*Goal*
Please edit the entries starting at the beginning of the entries and ending at the line that contains "106L309 79L213 77L210" by changing "billboard" to "hoarding" and leaving everything else unchanged. Give back only those lines, without the picture.

━━━━━ Dataset entries ━━━━━

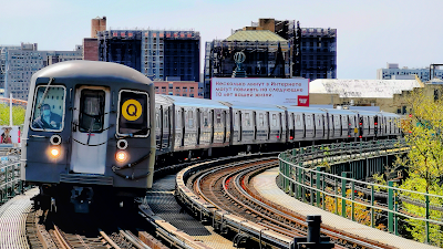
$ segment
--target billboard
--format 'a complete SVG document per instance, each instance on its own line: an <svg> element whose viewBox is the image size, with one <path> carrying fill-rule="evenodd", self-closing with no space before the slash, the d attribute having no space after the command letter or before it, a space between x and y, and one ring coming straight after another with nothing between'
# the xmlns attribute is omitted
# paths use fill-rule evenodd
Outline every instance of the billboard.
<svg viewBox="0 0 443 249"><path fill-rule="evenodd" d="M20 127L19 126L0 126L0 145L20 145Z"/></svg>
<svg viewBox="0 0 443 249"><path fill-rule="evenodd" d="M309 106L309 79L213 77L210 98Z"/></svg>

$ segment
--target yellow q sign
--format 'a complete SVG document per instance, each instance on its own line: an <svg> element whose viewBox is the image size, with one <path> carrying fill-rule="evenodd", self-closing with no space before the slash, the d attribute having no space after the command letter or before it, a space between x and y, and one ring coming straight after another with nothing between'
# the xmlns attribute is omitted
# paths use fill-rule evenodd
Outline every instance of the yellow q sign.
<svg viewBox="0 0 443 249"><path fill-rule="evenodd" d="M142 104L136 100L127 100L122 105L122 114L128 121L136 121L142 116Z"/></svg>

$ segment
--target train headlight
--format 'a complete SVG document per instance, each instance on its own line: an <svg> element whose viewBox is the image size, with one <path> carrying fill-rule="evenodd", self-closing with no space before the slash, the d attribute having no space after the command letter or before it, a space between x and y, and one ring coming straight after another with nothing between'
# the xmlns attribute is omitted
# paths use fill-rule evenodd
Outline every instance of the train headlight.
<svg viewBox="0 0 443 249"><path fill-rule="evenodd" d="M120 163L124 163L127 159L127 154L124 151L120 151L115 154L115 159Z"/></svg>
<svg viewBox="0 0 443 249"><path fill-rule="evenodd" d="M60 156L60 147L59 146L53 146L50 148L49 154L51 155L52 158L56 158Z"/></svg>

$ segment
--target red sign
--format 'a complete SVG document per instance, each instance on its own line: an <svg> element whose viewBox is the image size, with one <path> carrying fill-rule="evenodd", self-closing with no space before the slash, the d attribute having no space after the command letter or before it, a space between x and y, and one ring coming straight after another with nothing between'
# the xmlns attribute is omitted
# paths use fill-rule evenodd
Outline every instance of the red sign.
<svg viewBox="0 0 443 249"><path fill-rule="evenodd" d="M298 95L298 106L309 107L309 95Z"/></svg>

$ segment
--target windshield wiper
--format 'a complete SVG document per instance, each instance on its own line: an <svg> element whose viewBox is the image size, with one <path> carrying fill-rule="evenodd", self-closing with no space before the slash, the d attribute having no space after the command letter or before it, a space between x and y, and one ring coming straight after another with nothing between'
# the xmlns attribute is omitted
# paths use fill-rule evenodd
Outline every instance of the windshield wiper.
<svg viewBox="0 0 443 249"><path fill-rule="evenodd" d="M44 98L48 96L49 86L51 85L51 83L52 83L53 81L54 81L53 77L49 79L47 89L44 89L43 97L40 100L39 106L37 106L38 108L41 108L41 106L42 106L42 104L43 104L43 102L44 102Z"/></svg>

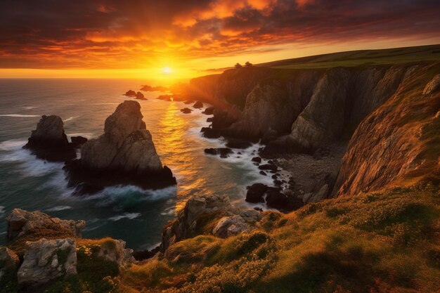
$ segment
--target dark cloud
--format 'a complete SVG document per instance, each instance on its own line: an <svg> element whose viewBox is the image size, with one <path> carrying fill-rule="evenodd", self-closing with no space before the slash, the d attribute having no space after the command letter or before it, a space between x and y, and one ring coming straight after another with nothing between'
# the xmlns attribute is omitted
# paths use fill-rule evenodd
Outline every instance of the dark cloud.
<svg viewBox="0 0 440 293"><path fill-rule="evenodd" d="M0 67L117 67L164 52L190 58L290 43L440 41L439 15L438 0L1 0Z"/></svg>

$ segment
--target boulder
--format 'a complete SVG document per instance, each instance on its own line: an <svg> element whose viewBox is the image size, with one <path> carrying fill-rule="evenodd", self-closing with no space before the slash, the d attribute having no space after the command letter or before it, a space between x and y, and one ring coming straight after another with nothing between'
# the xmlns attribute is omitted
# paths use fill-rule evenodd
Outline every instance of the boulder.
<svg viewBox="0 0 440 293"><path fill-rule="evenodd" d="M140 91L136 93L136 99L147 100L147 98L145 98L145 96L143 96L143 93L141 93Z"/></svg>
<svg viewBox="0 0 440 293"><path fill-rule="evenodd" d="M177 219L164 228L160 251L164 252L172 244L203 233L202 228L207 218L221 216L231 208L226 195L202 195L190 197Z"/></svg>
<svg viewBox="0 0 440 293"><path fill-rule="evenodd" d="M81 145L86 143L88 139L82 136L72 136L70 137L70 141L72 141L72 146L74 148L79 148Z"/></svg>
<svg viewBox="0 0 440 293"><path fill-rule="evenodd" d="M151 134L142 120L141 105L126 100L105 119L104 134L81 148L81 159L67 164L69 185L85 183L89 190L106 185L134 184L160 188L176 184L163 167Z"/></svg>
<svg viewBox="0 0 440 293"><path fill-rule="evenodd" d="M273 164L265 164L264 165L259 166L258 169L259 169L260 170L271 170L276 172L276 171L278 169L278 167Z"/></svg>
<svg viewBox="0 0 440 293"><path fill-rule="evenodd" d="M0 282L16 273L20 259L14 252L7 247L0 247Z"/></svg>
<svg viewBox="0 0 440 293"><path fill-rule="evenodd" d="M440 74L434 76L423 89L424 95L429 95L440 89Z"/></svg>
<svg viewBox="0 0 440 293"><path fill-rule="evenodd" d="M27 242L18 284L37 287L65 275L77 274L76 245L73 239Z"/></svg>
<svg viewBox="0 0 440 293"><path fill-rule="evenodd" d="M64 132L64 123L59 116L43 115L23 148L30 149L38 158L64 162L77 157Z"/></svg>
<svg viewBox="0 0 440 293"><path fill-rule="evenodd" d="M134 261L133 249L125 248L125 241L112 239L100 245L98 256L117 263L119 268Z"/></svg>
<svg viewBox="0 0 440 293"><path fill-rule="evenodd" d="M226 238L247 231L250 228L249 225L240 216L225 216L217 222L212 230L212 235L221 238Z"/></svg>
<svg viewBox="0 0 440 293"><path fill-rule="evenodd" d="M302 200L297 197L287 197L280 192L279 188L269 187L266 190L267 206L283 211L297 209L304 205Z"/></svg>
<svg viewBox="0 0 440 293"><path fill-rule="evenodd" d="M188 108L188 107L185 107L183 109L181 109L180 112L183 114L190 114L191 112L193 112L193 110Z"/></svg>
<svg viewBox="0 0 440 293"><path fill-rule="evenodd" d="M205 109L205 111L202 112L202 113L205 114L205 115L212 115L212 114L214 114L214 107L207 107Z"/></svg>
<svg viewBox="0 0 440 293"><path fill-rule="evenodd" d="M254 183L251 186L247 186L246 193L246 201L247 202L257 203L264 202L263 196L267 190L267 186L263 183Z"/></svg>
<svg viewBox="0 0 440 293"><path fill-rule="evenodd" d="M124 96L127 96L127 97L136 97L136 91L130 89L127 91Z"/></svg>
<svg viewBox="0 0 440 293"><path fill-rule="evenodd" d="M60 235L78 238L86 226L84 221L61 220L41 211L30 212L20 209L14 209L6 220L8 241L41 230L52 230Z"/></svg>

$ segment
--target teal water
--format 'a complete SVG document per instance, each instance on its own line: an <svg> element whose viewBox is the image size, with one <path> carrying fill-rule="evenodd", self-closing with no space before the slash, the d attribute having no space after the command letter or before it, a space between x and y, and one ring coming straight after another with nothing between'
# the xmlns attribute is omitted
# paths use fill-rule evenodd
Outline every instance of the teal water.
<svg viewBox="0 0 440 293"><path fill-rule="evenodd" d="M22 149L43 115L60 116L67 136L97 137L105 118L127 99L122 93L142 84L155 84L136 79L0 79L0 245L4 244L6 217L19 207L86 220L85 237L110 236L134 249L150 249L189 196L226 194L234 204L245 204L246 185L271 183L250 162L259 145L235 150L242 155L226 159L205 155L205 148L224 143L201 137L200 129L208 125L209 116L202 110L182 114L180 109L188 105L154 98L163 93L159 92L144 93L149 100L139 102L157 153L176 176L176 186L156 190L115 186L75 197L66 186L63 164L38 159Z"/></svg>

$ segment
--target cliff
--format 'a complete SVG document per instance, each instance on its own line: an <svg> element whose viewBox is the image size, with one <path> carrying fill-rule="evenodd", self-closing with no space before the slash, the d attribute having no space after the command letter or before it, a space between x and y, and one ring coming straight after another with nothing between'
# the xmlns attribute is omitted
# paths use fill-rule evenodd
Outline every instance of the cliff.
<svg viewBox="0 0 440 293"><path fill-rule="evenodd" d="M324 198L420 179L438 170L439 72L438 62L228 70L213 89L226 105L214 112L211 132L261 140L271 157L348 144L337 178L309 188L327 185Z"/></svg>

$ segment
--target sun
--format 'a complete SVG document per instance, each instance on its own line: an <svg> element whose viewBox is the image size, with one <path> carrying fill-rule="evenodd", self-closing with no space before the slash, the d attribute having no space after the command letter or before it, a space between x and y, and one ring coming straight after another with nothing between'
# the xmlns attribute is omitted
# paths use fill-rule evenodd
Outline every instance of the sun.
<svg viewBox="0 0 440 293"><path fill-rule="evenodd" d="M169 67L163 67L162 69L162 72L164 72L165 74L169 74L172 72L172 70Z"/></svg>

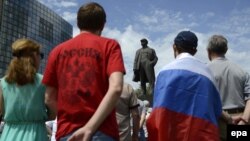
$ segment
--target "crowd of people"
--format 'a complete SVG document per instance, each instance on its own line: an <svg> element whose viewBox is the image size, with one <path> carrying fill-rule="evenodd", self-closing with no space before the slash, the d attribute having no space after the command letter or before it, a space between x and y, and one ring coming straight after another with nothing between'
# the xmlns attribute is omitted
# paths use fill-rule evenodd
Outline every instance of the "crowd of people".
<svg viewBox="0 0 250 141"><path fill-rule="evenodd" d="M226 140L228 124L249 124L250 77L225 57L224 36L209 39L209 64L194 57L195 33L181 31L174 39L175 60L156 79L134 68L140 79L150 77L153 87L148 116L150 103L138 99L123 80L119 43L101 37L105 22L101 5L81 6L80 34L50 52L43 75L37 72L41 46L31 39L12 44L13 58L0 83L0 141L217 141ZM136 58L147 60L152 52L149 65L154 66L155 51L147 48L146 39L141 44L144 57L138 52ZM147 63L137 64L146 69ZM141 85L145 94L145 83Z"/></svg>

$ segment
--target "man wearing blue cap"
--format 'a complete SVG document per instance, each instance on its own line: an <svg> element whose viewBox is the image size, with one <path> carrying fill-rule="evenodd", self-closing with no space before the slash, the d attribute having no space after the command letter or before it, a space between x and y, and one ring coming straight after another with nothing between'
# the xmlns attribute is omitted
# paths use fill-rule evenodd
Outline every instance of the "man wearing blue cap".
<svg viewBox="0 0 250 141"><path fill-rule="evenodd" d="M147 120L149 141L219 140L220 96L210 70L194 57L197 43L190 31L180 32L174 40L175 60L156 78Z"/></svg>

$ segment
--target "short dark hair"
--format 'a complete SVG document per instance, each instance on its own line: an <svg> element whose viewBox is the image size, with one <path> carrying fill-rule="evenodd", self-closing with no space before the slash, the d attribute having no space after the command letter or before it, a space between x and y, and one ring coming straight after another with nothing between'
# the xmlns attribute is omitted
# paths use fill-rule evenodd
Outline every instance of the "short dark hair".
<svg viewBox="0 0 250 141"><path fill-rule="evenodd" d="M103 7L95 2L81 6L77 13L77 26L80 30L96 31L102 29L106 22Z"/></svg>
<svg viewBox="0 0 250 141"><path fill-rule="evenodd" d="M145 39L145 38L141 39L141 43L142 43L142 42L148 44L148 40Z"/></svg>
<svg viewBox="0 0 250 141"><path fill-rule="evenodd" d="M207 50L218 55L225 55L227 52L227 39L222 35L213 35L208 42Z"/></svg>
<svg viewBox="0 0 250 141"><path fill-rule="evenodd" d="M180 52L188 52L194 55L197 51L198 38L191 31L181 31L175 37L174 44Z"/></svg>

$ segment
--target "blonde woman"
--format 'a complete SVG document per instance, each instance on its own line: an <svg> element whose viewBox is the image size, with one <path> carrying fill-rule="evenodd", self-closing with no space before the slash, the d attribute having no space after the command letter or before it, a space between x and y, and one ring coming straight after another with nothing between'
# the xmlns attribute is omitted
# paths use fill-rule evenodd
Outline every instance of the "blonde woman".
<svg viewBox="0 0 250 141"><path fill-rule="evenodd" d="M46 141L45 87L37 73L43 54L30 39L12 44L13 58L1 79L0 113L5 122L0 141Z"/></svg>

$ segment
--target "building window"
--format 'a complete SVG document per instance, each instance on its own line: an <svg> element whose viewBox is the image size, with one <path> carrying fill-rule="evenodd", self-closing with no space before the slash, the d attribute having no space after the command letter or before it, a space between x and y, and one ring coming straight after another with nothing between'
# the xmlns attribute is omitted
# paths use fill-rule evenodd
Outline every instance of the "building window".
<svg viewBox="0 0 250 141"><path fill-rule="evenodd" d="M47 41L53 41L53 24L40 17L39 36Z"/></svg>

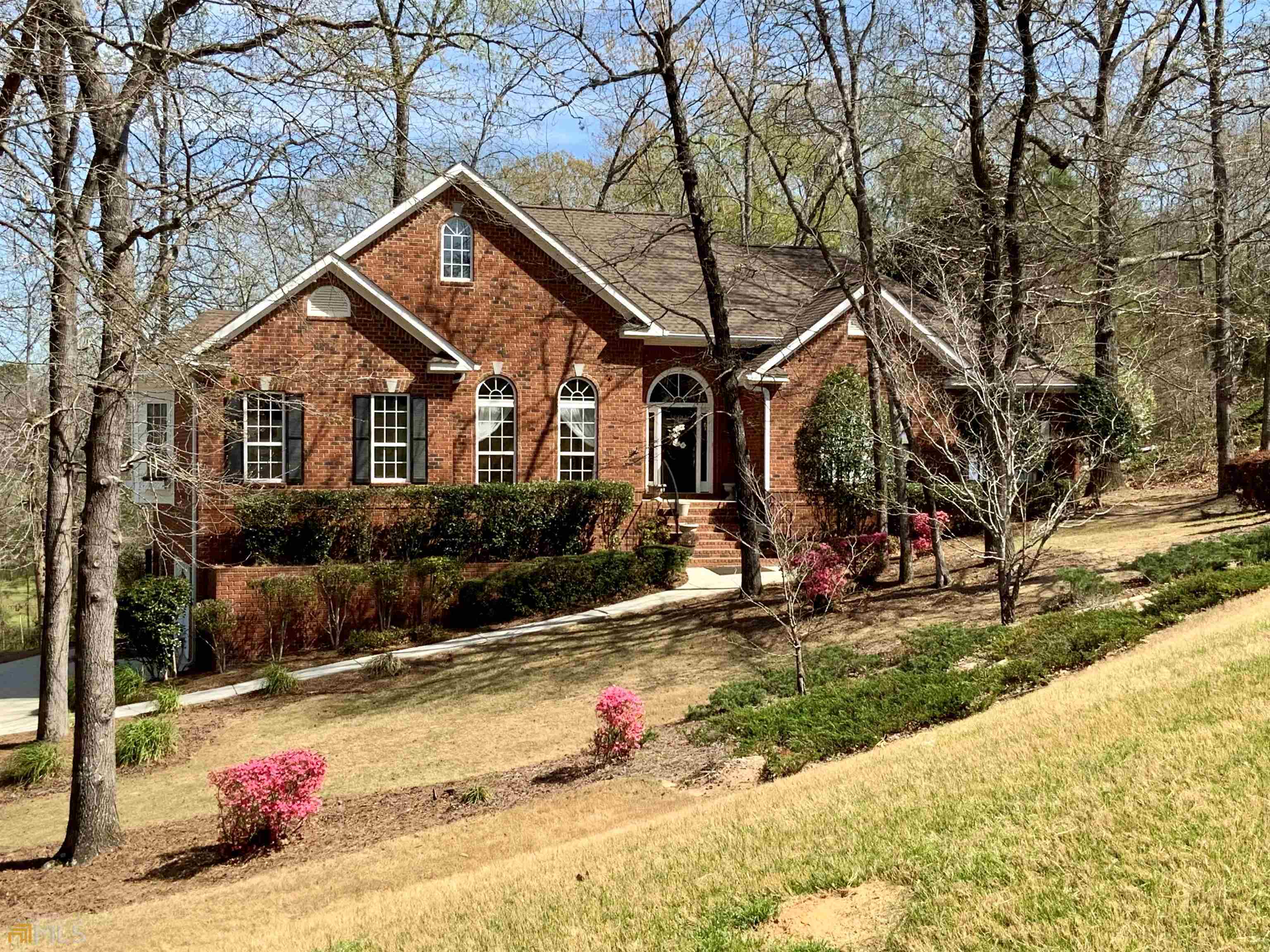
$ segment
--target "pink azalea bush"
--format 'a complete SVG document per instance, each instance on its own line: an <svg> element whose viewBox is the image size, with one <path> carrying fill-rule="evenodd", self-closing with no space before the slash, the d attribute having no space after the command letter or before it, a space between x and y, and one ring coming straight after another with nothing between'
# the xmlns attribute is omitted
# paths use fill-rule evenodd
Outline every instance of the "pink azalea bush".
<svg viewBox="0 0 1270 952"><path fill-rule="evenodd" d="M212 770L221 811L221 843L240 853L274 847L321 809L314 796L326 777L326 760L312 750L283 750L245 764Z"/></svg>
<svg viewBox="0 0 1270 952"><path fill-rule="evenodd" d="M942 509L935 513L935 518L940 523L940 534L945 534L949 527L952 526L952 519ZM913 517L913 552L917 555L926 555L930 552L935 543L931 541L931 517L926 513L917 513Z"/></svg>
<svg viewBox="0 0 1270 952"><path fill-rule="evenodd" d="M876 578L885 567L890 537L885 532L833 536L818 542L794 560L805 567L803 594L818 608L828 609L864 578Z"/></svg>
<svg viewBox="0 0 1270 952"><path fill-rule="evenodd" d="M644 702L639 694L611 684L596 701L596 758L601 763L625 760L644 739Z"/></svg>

━━━━━

*Output for this task*
$ segment
--target hoarding
--format 'a complete SVG document per instance, each instance on its own line: an <svg> element whose viewBox is the image size, with one <path> carrying fill-rule="evenodd", self-closing with no space before the slash, the d attribute having no space after the command letter or before it, a space between x and y, and one ring coming straight after another with nothing between'
# the xmlns attribute is omitted
# paths use fill-rule evenodd
Outline every instance of the hoarding.
<svg viewBox="0 0 443 249"><path fill-rule="evenodd" d="M20 127L19 126L0 126L0 145L20 145Z"/></svg>
<svg viewBox="0 0 443 249"><path fill-rule="evenodd" d="M309 106L309 79L213 77L210 98Z"/></svg>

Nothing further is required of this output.